» **TASK PROMPT**: Reproduce verbatim the part of the MIP_ORACLE documentation from "These molecules often" up to and including "match other organisms.".

- Overview
- Requirements
- Execution
- Workflow
MIP_ORACLE is a software to filter and identify Molecular Inversion Probes with diagnostic significance in antimicrobial resistance genes, and various other pathogen genomes. MIPs are single-stranded DNA molecules containing two complementary regions that flank the target DNA.
These molecules often have a Fluorophore, DNA barcode, or Molecular tag for unique identification.
Rough Design Outline-
- Start with all possible MIPs by moving along the strand one base pair at a time.
- Design MIPs for both the forward and reverse strands so that we have the highest probability of binding and then proceed to filter them according to three user-specified criteria:
a) Temperature
b) GC Content
c) Nucleotide Repeats - Following this, further filter the MIPs by BLASTing them against the host genome(human).
- To further increase the probability of the MIP binding to the correct target region BLAST them against the non-redundant nucleotides database as well. Filter out any MIPs that match other organisms.
Nucleotide BLAST 2.12.0 + with the nt database.
Python 3.6 and the following Python packages:
- pandas=1.1.5
- biopython=1.70
- configparser
- regex
- xlsxwriter
- openpyxl
Users can install the required packages through conda using the following command
conda create -n mip_oracle --file mip_oracle_env.txt
For creating a database specific to the host (human), the following commands can be used
### Extract human sequences from NT DB
blastdbcmd -db $parameterJ/nt -taxids 9606 -out human_sequences.fasta
### Create a new BLAST database specific to humans
makeblastdb -in human_sequences.fasta -dbtype nucl -parse_seqids -out nt_human
- Obtain sequences of interest in a FASTA format, make sure the organism name is present in the definition line of each sequence.
- Following this download all the program files and store them in the same directory as the FASTA file.
- Fill out the requirements to filter MIPs in the config file provided. The MIPs within the ranges given will be accepted. ex. all MIPs with 45<temp<70 will be taken.
- Run the shell script provided as so:
bash MIP_ORACLE.sh -i AAC-nucleotide -o AAC-nucleotide_results -l mip_oracle -j /DATA/databases/blast/nt/ -n /DATA/databases/blast/Nt_Human/
- nohup can also be used:
nohup bash MIP_ORACLE.sh -i AAC-nucleotide -o AAC-nucleotide_results -l mip_oracle -j /DATA/databases/blast/nt -n /DATA/databases/blast/Nt_Human/ > AAC-nucleotide_log.out &
where,
-i = Name of the input FASTA file(There's no need to add the file extension)

(Extracted data entries)
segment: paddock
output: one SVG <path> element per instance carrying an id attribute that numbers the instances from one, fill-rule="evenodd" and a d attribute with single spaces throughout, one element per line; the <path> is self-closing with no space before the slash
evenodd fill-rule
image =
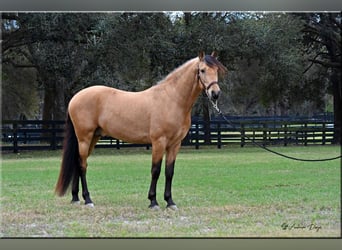
<path id="1" fill-rule="evenodd" d="M 276 149 L 306 158 L 340 153 L 330 145 Z M 295 162 L 250 146 L 182 147 L 173 191 L 179 209 L 151 211 L 149 150 L 95 149 L 89 158 L 95 208 L 54 195 L 60 155 L 2 155 L 2 237 L 341 236 L 340 160 Z M 161 178 L 159 191 L 163 186 Z"/>

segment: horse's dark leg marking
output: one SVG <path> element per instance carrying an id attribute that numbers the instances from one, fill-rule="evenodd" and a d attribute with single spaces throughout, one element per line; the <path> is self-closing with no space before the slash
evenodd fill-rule
<path id="1" fill-rule="evenodd" d="M 74 175 L 74 179 L 72 181 L 72 190 L 71 190 L 71 194 L 72 194 L 72 200 L 71 203 L 79 203 L 80 198 L 78 197 L 78 191 L 79 191 L 79 182 L 80 182 L 80 171 L 81 168 L 79 167 L 79 171 L 76 172 L 76 174 Z"/>
<path id="2" fill-rule="evenodd" d="M 165 167 L 165 193 L 164 200 L 167 202 L 167 207 L 175 207 L 176 204 L 172 200 L 171 186 L 172 186 L 172 178 L 175 167 L 175 161 L 172 161 L 169 164 L 166 164 Z"/>
<path id="3" fill-rule="evenodd" d="M 90 205 L 90 204 L 93 204 L 93 202 L 90 199 L 86 175 L 87 175 L 87 169 L 82 169 L 82 171 L 81 171 L 82 197 L 85 201 L 85 204 Z"/>
<path id="4" fill-rule="evenodd" d="M 157 208 L 158 202 L 157 202 L 157 182 L 160 175 L 160 169 L 161 169 L 162 160 L 153 163 L 152 162 L 152 169 L 151 169 L 151 185 L 150 185 L 150 191 L 148 192 L 148 199 L 151 201 L 151 204 L 149 208 Z"/>

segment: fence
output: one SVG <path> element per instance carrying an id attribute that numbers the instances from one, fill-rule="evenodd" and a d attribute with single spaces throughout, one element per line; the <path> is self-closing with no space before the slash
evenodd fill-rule
<path id="1" fill-rule="evenodd" d="M 206 124 L 193 119 L 182 145 L 200 148 L 203 145 L 239 144 L 241 147 L 250 140 L 263 145 L 308 145 L 331 144 L 334 138 L 332 117 L 289 118 L 289 117 L 228 117 L 213 119 Z M 64 121 L 3 121 L 1 131 L 1 150 L 17 153 L 22 150 L 62 148 Z M 247 139 L 248 138 L 248 139 Z M 150 145 L 126 143 L 115 138 L 103 137 L 96 147 L 138 147 Z"/>

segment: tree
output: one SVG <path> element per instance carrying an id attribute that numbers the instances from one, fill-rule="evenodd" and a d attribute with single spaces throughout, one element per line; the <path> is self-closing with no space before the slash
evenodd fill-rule
<path id="1" fill-rule="evenodd" d="M 334 141 L 341 144 L 341 13 L 307 13 L 302 30 L 307 52 L 312 55 L 307 70 L 321 65 L 329 71 L 329 92 L 334 97 Z M 307 71 L 306 70 L 306 71 Z"/>

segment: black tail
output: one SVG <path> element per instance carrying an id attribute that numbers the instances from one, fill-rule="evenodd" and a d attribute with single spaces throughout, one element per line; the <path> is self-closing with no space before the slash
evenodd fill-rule
<path id="1" fill-rule="evenodd" d="M 79 173 L 80 156 L 74 125 L 68 114 L 65 122 L 65 137 L 63 142 L 63 159 L 55 192 L 58 196 L 65 195 L 74 176 Z"/>

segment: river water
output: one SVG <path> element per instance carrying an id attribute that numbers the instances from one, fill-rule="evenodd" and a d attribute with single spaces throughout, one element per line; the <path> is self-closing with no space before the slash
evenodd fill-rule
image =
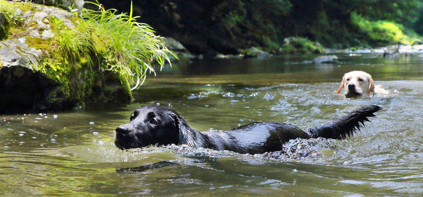
<path id="1" fill-rule="evenodd" d="M 0 195 L 421 196 L 423 55 L 339 57 L 195 61 L 149 76 L 129 104 L 0 116 Z M 335 95 L 354 70 L 391 94 Z M 306 129 L 369 104 L 383 109 L 354 137 L 291 141 L 289 155 L 113 144 L 114 129 L 145 105 L 172 108 L 198 131 L 227 131 L 261 120 Z"/>

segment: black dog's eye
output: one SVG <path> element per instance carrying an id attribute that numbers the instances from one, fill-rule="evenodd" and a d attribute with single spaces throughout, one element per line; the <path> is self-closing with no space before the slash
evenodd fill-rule
<path id="1" fill-rule="evenodd" d="M 151 120 L 151 121 L 150 121 L 150 123 L 151 123 L 153 125 L 157 125 L 157 124 L 158 124 L 158 122 L 157 122 L 157 121 L 156 120 L 155 120 L 154 119 L 152 119 Z"/>

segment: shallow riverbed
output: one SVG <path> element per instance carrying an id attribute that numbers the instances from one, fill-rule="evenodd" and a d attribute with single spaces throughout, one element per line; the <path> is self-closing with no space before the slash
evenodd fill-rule
<path id="1" fill-rule="evenodd" d="M 423 55 L 304 62 L 313 58 L 196 61 L 150 76 L 131 103 L 0 116 L 0 195 L 421 196 Z M 354 70 L 370 73 L 391 94 L 335 95 L 343 73 Z M 147 104 L 176 110 L 198 131 L 260 120 L 306 129 L 363 105 L 383 110 L 353 137 L 323 140 L 324 146 L 293 141 L 288 146 L 296 151 L 286 157 L 182 146 L 116 148 L 114 129 Z M 312 150 L 302 149 L 307 145 Z M 169 162 L 118 170 L 162 161 Z"/>

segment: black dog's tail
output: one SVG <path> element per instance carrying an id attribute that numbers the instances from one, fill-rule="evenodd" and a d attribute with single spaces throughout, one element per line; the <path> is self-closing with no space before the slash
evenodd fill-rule
<path id="1" fill-rule="evenodd" d="M 364 127 L 364 122 L 370 122 L 368 117 L 376 116 L 373 113 L 381 108 L 377 105 L 369 105 L 356 109 L 349 114 L 331 123 L 312 127 L 305 131 L 313 138 L 344 139 L 352 136 L 357 130 Z"/>

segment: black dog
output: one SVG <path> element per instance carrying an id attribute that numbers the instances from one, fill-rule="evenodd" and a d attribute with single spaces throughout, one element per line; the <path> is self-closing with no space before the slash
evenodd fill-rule
<path id="1" fill-rule="evenodd" d="M 343 139 L 364 127 L 367 117 L 381 109 L 376 105 L 357 109 L 325 125 L 305 131 L 295 126 L 274 122 L 259 122 L 228 131 L 199 132 L 190 128 L 176 111 L 155 106 L 137 109 L 129 123 L 118 127 L 115 144 L 121 149 L 151 144 L 186 144 L 192 147 L 227 150 L 241 153 L 263 153 L 281 150 L 282 144 L 297 138 L 319 137 Z"/>

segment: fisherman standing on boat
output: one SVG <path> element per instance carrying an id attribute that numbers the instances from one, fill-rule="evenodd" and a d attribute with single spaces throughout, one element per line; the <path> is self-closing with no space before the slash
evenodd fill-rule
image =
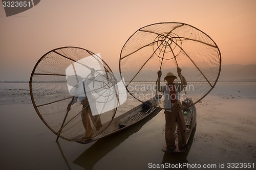
<path id="1" fill-rule="evenodd" d="M 186 144 L 187 129 L 181 111 L 179 94 L 187 83 L 185 78 L 181 76 L 181 69 L 177 67 L 178 75 L 182 83 L 174 83 L 175 79 L 177 79 L 177 77 L 172 72 L 168 72 L 164 79 L 164 81 L 167 81 L 167 84 L 164 85 L 160 85 L 162 72 L 159 70 L 157 72 L 158 79 L 156 82 L 157 89 L 164 94 L 163 106 L 164 108 L 173 109 L 164 111 L 165 142 L 167 147 L 172 150 L 176 148 L 175 134 L 176 123 L 178 124 L 178 147 L 180 148 L 184 148 Z"/>
<path id="2" fill-rule="evenodd" d="M 94 75 L 95 70 L 94 68 L 91 68 L 90 76 L 87 79 L 86 79 L 86 80 L 79 82 L 75 86 L 74 99 L 70 102 L 67 109 L 67 111 L 69 111 L 70 109 L 71 105 L 77 102 L 77 99 L 79 99 L 80 102 L 82 105 L 81 118 L 82 124 L 86 130 L 85 137 L 83 138 L 84 139 L 91 138 L 93 135 L 93 129 L 92 128 L 91 125 L 90 117 L 91 117 L 92 122 L 97 131 L 98 131 L 102 127 L 100 115 L 98 114 L 95 114 L 96 115 L 94 116 L 92 113 L 92 109 L 93 109 L 94 113 L 98 112 L 96 107 L 95 98 L 92 94 L 88 92 L 87 94 L 86 92 L 91 91 L 89 85 L 95 79 L 95 77 Z M 78 80 L 77 77 L 77 76 L 76 77 L 76 80 Z"/>

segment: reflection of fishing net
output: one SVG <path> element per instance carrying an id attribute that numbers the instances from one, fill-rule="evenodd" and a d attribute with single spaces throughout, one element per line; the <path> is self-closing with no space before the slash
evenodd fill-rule
<path id="1" fill-rule="evenodd" d="M 144 102 L 156 94 L 159 70 L 161 84 L 172 72 L 184 85 L 178 77 L 178 66 L 187 82 L 179 94 L 180 100 L 191 99 L 195 104 L 215 86 L 221 62 L 217 44 L 200 30 L 183 23 L 159 23 L 139 29 L 128 39 L 121 52 L 120 72 L 127 91 Z"/>
<path id="2" fill-rule="evenodd" d="M 37 114 L 52 131 L 65 139 L 79 141 L 72 138 L 86 133 L 93 138 L 111 123 L 118 104 L 116 81 L 110 67 L 97 55 L 81 48 L 61 47 L 38 61 L 30 78 L 30 94 Z M 76 100 L 67 111 L 69 104 Z M 86 114 L 83 110 L 88 110 L 89 103 L 96 106 L 91 107 L 92 115 L 84 119 L 87 126 L 91 125 L 86 130 L 81 114 Z"/>

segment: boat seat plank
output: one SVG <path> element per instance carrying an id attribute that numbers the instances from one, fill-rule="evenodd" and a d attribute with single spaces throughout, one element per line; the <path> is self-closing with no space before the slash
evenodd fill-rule
<path id="1" fill-rule="evenodd" d="M 146 116 L 147 114 L 150 114 L 151 112 L 149 111 L 151 110 L 152 108 L 150 108 L 147 111 L 141 111 L 136 114 L 133 115 L 133 116 L 129 118 L 125 122 L 120 124 L 119 125 L 119 128 L 122 128 L 125 126 L 129 126 L 130 125 L 136 123 L 138 120 L 141 119 L 141 117 Z"/>

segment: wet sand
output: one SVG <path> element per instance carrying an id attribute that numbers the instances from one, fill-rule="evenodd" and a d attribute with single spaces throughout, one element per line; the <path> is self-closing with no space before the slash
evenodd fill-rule
<path id="1" fill-rule="evenodd" d="M 178 155 L 161 151 L 164 143 L 163 110 L 122 133 L 89 144 L 60 138 L 56 142 L 55 135 L 35 112 L 28 87 L 1 88 L 0 168 L 148 169 L 149 165 L 165 163 L 215 164 L 215 169 L 219 169 L 220 163 L 227 167 L 228 162 L 250 162 L 255 166 L 255 90 L 249 95 L 247 88 L 241 92 L 237 89 L 222 91 L 221 85 L 196 104 L 196 131 L 186 153 Z M 127 103 L 126 107 L 134 105 L 134 102 Z"/>

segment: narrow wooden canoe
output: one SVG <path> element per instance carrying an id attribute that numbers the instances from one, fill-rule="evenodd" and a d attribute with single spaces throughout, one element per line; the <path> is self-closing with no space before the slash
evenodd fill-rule
<path id="1" fill-rule="evenodd" d="M 159 104 L 161 97 L 161 95 L 156 95 L 148 101 L 150 102 L 152 105 L 157 106 Z M 156 109 L 156 107 L 150 106 L 146 109 L 143 109 L 142 105 L 143 104 L 141 104 L 114 118 L 110 125 L 104 131 L 91 139 L 82 140 L 81 139 L 84 135 L 81 134 L 72 138 L 72 139 L 77 140 L 77 142 L 82 144 L 91 142 L 126 129 L 150 115 Z"/>

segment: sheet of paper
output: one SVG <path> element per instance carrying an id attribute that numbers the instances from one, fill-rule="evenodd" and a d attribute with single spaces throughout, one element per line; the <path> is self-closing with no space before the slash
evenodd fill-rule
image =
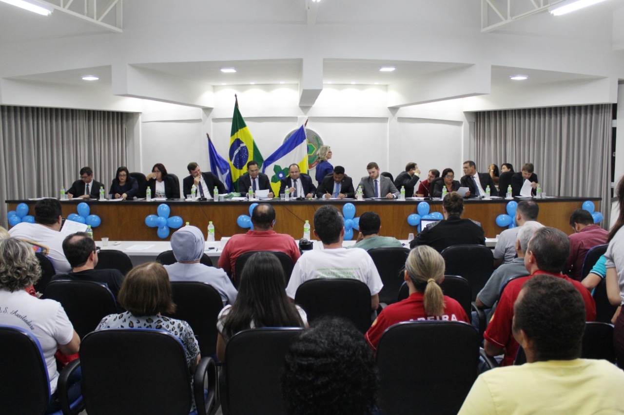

» **ANSWER TO THE EXERCISE**:
These molecules often have a Fluorophore, DNA barcode, or Molecular tag for unique identification.
Rough Design Outline-
- Start with all possible MIPs by moving along the strand one base pair at a time.
- Design MIPs for both the forward and reverse strands so that we have the highest probability of binding and then proceed to filter them according to three user-specified criteria:
a) Temperature
b) GC Content
c) Nucleotide Repeats - Following this, further filter the MIPs by BLASTing them against the host genome(human).
- To further increase the probability of the MIP binding to the correct target region BLAST them against the non-redundant nucleotides database as well. Filter out any MIPs that match other organisms.